## start Text to read

# 6" Grizzly surface grinder



## ELHEAD (Feb 8, 2015)

Can someone tell me anything about this tool. Found one on C list no pics , no numbers or detailed description . Price $50.
thanks Dave


----------



## JimDawson (Feb 8, 2015)

I guess if it a complete machine and did not fall off of a truck or something, then for 50 bucks you could hardly go wrong.  It's worth almost that in scrap value.


----------



## ELHEAD (Feb 8, 2015)

Thanks Jim, I will make a call tomorrow and check it out
Dave


----------



## Holescreek (Feb 9, 2015)

For that kind of money I'd bet on it being a 6" snag grinder.


----------



## ELHEAD (Feb 9, 2015)

Snag grinder? Not familiar with the term, please explain.


----------



## T Bredehoft (Feb 9, 2015)

Snag equals Bench,  A motor on a stand (or not) with a wheel on each end.


----------



## projectnut (Feb 9, 2015)

JimDawson said:


> I guess if it a complete machine and did not fall off of a truck or something, then for 50 bucks you could hardly go wrong.  It's worth almost that in scrap value.



I'd be surprised if it actually was a surface grinder.  I looked for over 2 years to find 6 X 12 surface grinder in decent shape.  I ended up shelling out a lot more than $50.00 when I finally found one that fit the bill.  If it really is a surface grinder and is in reasonable condition it'll be the least expensive one I've ever heard of.


----------



## JimDawson (Feb 9, 2015)

projectnut said:


> I'd be surprised if it actually was a surface grinder.  I looked for over 2 years to find 6 X 12 surface grinder in decent shape.  I ended up shelling out a lot more than $50.00 when I finally found one that fit the bill.  If it really is a surface grinder and is in reasonable condition it'll be the least expensive one I've ever heard of.

## end Text to read
## start Supplied data

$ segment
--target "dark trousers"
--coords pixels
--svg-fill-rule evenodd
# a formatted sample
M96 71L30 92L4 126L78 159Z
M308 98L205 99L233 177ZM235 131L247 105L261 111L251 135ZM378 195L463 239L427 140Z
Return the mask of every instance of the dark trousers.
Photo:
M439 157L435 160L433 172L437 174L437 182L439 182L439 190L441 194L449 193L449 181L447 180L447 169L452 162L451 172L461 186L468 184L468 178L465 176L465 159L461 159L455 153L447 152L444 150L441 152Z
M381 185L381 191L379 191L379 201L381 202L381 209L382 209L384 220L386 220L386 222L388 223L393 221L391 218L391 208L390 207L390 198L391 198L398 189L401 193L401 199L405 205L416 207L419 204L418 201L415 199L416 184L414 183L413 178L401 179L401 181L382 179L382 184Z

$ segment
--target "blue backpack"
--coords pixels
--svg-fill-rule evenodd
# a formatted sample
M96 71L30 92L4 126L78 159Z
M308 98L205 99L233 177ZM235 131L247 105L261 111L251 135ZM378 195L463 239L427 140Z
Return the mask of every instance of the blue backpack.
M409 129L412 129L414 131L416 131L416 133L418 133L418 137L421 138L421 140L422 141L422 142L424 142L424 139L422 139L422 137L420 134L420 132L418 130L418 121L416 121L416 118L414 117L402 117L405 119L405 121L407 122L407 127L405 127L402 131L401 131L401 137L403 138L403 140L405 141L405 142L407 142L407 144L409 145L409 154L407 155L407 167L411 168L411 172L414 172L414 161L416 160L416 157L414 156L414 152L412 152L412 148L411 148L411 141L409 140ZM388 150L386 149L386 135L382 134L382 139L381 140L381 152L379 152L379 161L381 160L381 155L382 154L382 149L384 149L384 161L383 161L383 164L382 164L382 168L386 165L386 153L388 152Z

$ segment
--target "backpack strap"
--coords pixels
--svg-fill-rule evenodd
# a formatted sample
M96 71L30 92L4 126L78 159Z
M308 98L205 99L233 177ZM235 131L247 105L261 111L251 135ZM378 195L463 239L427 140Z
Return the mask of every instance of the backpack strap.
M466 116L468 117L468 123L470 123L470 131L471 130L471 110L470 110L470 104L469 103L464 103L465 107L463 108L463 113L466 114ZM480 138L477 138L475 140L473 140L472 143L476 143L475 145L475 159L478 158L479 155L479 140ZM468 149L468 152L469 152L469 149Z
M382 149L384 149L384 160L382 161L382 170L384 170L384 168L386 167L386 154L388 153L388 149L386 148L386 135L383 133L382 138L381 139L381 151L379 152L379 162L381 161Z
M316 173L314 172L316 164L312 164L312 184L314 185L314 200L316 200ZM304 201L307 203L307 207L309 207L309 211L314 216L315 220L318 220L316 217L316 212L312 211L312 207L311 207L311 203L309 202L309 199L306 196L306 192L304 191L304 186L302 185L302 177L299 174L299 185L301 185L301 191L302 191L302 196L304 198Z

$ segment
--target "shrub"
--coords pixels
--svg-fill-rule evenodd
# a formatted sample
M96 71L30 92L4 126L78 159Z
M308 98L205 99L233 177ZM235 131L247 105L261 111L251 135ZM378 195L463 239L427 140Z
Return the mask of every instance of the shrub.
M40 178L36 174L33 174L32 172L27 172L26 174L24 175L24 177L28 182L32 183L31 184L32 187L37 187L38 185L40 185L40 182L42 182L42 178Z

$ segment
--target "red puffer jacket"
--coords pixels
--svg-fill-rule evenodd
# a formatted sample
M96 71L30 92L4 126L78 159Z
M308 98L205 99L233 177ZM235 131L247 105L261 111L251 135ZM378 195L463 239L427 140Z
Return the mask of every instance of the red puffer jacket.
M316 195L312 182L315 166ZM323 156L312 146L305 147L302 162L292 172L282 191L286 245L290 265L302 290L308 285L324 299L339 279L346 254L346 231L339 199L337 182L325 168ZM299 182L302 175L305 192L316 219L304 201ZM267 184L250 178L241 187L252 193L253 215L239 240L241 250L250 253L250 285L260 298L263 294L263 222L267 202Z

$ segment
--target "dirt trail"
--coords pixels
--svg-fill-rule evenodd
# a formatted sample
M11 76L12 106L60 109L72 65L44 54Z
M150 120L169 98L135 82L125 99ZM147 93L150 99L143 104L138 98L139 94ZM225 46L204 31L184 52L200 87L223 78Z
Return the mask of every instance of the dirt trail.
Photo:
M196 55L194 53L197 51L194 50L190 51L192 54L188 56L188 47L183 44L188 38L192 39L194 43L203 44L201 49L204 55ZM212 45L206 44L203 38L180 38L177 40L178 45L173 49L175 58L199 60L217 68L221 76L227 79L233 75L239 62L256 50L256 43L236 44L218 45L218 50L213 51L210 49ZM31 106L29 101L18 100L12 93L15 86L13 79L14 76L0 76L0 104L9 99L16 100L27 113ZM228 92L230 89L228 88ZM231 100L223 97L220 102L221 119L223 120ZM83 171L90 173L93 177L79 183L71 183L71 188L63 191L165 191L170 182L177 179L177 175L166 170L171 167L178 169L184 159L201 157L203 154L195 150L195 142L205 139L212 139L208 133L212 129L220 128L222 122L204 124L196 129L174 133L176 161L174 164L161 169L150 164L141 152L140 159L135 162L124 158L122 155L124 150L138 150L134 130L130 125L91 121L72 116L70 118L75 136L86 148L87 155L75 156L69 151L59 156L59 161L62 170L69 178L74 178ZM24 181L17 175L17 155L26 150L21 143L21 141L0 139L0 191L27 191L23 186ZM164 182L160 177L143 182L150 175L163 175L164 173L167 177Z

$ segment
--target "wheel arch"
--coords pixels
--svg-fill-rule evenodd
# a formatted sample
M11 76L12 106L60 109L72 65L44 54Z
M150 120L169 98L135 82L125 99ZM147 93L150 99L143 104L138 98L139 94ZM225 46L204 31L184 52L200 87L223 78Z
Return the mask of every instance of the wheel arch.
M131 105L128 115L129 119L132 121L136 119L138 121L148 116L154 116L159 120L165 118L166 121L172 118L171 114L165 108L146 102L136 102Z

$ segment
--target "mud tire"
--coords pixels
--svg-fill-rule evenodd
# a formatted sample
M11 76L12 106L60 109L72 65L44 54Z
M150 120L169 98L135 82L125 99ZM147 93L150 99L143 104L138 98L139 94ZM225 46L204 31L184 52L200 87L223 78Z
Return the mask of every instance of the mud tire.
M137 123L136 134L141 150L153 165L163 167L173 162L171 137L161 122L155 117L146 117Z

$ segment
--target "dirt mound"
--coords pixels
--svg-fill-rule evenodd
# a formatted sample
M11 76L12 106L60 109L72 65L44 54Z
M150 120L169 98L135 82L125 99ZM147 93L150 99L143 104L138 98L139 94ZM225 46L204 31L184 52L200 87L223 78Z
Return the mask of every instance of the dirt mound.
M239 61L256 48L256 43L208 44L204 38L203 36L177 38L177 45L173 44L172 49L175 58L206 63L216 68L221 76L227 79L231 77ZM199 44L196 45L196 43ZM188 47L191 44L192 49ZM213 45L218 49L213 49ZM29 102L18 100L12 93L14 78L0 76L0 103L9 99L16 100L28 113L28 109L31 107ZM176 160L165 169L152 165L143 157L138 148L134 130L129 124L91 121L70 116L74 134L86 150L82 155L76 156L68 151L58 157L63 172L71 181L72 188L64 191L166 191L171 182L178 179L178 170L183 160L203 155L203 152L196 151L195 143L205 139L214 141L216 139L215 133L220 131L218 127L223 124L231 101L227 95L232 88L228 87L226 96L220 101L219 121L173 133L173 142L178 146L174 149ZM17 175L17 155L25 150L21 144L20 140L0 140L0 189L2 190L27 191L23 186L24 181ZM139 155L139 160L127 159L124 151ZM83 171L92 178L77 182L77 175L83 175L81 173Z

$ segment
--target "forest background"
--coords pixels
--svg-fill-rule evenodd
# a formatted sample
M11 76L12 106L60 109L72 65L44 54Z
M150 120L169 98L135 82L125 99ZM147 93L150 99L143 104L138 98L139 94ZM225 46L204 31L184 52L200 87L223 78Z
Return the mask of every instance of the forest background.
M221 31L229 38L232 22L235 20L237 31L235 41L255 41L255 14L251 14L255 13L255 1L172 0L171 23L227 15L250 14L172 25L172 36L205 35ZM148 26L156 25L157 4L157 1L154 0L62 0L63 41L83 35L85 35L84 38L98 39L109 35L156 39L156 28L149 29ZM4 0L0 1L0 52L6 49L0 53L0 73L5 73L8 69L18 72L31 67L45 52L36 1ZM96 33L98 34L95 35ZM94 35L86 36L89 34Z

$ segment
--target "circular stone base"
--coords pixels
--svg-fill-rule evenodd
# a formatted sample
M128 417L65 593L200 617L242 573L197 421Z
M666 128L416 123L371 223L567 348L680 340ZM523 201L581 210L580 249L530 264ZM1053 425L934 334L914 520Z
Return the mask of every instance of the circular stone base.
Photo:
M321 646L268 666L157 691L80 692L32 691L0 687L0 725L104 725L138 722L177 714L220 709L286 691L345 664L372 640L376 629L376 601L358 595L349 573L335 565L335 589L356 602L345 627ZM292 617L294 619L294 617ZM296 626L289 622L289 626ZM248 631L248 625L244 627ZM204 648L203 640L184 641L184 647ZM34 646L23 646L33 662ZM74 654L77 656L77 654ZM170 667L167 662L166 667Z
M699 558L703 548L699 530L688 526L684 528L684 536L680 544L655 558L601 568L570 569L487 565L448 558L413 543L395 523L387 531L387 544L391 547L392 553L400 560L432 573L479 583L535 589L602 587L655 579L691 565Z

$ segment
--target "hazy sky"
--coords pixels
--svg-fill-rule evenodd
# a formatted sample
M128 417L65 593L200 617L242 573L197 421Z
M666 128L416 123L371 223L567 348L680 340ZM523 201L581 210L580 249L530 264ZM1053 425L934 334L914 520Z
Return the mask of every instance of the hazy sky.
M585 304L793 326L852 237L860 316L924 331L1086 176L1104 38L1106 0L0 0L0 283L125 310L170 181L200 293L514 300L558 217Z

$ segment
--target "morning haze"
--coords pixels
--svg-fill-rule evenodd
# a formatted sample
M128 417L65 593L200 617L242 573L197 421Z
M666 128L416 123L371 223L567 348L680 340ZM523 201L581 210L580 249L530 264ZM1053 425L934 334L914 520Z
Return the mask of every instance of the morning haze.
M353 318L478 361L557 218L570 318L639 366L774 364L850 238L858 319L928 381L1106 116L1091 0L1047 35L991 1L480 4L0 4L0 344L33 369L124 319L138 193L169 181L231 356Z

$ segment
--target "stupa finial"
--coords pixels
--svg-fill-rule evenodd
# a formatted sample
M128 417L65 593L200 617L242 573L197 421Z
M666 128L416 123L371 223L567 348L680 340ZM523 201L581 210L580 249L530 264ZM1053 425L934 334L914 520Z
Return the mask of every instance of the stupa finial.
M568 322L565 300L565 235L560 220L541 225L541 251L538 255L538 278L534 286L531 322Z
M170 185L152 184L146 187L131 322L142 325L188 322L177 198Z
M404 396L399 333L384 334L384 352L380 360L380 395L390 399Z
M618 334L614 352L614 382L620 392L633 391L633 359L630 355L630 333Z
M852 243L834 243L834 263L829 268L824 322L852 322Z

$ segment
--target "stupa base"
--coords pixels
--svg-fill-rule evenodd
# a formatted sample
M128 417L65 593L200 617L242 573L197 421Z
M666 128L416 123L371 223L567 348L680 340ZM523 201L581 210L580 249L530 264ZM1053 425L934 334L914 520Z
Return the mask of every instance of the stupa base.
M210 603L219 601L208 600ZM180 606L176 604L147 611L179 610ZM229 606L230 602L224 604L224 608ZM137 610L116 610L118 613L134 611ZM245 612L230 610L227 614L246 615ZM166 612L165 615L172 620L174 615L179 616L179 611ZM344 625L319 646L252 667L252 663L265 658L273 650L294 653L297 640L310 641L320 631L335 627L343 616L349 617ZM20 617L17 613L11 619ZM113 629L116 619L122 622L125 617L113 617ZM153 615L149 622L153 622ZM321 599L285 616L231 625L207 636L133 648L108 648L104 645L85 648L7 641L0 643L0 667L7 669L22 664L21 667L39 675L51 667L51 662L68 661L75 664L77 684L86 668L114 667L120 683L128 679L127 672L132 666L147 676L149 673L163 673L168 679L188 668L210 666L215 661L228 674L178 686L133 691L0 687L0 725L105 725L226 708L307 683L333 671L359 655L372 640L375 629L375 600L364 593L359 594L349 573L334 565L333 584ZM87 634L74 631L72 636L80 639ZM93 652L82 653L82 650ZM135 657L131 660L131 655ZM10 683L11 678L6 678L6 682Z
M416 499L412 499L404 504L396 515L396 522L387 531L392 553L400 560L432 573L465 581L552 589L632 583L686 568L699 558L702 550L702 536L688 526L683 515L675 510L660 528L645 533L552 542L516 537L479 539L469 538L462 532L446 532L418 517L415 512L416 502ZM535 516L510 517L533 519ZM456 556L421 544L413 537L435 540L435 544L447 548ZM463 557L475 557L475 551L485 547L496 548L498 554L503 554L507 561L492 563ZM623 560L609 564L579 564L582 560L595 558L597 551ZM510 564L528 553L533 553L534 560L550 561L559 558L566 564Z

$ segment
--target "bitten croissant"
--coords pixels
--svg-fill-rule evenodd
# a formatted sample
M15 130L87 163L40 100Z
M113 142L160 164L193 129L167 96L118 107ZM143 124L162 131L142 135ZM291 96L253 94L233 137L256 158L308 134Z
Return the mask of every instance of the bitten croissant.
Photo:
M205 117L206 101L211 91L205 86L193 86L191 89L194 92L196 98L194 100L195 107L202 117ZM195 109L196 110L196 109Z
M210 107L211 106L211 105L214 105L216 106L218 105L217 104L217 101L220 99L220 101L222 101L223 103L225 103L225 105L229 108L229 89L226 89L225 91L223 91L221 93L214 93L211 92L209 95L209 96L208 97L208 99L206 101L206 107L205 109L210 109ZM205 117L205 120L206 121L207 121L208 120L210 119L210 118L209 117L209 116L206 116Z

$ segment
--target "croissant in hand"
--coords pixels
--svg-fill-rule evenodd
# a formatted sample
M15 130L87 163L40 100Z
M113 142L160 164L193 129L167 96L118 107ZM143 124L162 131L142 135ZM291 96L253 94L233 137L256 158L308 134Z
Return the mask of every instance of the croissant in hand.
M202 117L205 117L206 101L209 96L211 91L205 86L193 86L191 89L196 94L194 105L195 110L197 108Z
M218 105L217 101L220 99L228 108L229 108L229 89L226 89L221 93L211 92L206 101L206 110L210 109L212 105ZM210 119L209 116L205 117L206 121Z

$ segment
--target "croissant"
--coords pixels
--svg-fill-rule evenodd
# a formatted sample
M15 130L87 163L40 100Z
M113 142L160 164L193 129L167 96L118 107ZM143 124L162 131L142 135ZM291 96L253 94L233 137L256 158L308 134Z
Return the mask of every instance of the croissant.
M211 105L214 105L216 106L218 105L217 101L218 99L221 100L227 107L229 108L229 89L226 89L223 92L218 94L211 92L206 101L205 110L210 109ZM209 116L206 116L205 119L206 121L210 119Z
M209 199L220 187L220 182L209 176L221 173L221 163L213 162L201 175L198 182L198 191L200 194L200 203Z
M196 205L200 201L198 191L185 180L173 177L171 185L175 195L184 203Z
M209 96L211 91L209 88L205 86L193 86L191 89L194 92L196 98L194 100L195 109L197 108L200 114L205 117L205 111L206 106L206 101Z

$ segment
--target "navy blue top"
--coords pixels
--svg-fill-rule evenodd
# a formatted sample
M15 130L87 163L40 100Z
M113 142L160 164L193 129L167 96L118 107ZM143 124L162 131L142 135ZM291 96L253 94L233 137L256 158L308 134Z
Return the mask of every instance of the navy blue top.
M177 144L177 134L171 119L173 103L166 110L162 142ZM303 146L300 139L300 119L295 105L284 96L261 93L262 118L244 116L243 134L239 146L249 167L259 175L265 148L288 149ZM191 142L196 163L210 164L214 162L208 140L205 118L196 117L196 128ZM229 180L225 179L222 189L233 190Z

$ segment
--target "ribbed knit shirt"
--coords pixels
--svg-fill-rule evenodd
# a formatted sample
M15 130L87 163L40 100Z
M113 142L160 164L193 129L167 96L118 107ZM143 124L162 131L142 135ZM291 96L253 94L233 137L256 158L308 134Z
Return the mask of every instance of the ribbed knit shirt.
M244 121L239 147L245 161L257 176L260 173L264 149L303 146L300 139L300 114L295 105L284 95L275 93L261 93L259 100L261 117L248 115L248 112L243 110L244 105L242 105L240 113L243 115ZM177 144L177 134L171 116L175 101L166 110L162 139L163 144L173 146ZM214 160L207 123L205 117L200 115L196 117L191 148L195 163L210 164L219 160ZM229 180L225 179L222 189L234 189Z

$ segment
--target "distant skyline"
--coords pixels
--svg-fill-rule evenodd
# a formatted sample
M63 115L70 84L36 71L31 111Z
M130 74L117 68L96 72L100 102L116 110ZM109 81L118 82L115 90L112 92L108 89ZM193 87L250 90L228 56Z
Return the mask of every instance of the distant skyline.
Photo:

## end Supplied data

Write out the stretch from "## Holescreek (Feb" through "term, please explain." in the surface grinder thread, word for word.

**Output for this exercise**
## Holescreek (Feb 9, 2015)

For that kind of money I'd bet on it being a 6" snag grinder.


----------



## ELHEAD (Feb 9, 2015)

Snag grinder? Not familiar with the term, please explain.